Position annotation records -
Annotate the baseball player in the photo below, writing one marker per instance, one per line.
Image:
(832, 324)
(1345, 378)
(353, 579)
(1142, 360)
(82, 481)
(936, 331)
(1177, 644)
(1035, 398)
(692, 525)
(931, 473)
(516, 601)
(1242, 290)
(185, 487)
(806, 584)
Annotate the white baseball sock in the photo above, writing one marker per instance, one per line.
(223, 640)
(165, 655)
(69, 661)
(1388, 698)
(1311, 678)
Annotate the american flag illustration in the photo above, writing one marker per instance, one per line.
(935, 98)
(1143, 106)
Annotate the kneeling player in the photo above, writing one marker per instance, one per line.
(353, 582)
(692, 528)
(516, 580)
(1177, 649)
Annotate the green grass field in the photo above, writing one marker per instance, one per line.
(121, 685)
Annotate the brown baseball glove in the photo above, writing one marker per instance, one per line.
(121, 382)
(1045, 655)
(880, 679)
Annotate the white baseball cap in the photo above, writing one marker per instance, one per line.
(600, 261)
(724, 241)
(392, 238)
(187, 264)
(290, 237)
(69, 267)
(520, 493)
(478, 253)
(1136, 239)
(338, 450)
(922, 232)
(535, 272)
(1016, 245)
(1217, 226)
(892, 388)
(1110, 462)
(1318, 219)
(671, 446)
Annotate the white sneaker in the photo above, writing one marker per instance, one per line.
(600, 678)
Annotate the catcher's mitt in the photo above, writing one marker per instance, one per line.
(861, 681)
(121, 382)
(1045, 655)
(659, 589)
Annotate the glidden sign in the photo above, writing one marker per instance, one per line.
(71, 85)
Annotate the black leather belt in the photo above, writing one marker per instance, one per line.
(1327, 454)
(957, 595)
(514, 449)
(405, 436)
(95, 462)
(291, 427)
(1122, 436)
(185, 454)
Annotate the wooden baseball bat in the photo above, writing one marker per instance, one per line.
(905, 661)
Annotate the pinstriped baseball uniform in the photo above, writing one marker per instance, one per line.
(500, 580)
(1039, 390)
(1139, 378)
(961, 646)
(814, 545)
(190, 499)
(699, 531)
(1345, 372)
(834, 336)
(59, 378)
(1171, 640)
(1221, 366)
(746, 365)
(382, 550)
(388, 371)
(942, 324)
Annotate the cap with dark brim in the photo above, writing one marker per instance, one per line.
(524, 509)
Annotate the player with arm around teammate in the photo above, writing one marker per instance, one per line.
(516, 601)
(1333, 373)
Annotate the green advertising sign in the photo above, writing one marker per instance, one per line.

Stated task - Format every line above as a JSON list of strings, with one string per line and any blank lines omitted.

The output -
[
  "Annotate the baseball player in the photo below, writing one marker per instance, one per line.",
  "Image:",
  "(832, 324)",
  "(1345, 378)",
  "(353, 579)",
  "(1142, 360)",
  "(82, 481)",
  "(936, 331)",
  "(1177, 644)",
  "(1035, 398)",
  "(692, 525)",
  "(931, 473)",
  "(516, 601)",
  "(1242, 290)",
  "(185, 487)",
  "(806, 584)",
  "Annotate the white baseball sock in the photo above, writing one marker per instance, one per line.",
  "(223, 640)",
  "(165, 655)",
  "(69, 661)",
  "(1388, 698)",
  "(1311, 678)",
  "Annotate the american flag illustration in the photo above, writing one marker per instance, one per line.",
  "(935, 98)",
  "(1143, 106)",
  "Annotate the kneeling player in the photo above, writing one marker per instance, one per line.",
  "(353, 582)",
  "(692, 528)",
  "(516, 580)",
  "(1177, 649)",
  "Annotate the green grass field in the photo above, writing one marker per instance, one per line.",
  "(121, 685)",
  "Annotate the brown baseball glove in the photo above, writing one marker per instance, one per line.",
  "(121, 382)",
  "(1045, 655)",
  "(880, 679)",
  "Annotate the white baseball cap in the photo above, writing one marker per instance, one per line.",
  "(600, 261)",
  "(724, 241)",
  "(392, 238)",
  "(187, 264)",
  "(290, 237)",
  "(69, 267)",
  "(520, 493)",
  "(478, 253)",
  "(1136, 239)",
  "(338, 450)",
  "(922, 232)",
  "(535, 272)",
  "(1016, 245)",
  "(1217, 226)",
  "(892, 388)",
  "(1110, 462)",
  "(1318, 219)",
  "(671, 446)",
  "Annotate the white sneaker in the photo above, writing one marker per instance, one per line.",
  "(600, 678)",
  "Annotate the catcher's mitt in the photo above, writing one marker per instance, one per line.",
  "(861, 681)",
  "(121, 382)",
  "(1045, 655)",
  "(659, 589)",
  "Annotate the glidden sign in the photo above, writing one marker per instance, one per line.",
  "(71, 85)",
  "Annotate the black leather belt in the photo above, writing one marker per instance, one per line.",
  "(1327, 454)",
  "(957, 595)",
  "(514, 449)",
  "(405, 436)",
  "(95, 462)",
  "(291, 427)",
  "(1122, 436)",
  "(185, 454)",
  "Annotate the wooden baseball bat in the photo above, writing one marker per instance, one per line.",
  "(905, 661)",
  "Annotate the pinstriped baseball uniform in the photo above, writing one marker per instance, one per line.",
  "(500, 580)",
  "(1039, 390)",
  "(1139, 378)",
  "(961, 646)",
  "(814, 545)",
  "(190, 499)",
  "(699, 531)",
  "(1345, 372)",
  "(834, 336)",
  "(59, 378)",
  "(1171, 640)",
  "(1221, 366)",
  "(746, 365)",
  "(382, 550)",
  "(388, 371)",
  "(942, 324)",
  "Annotate the cap with dark brim in the photo above, writing one marker per instance, one per line.",
  "(524, 509)",
  "Annotate the player with arm around teammate in the photo above, writing one marker per instance, one per line.",
  "(516, 601)",
  "(1333, 373)",
  "Annotate the green advertising sign in the photo above, writing one marker per instance, one per line."
]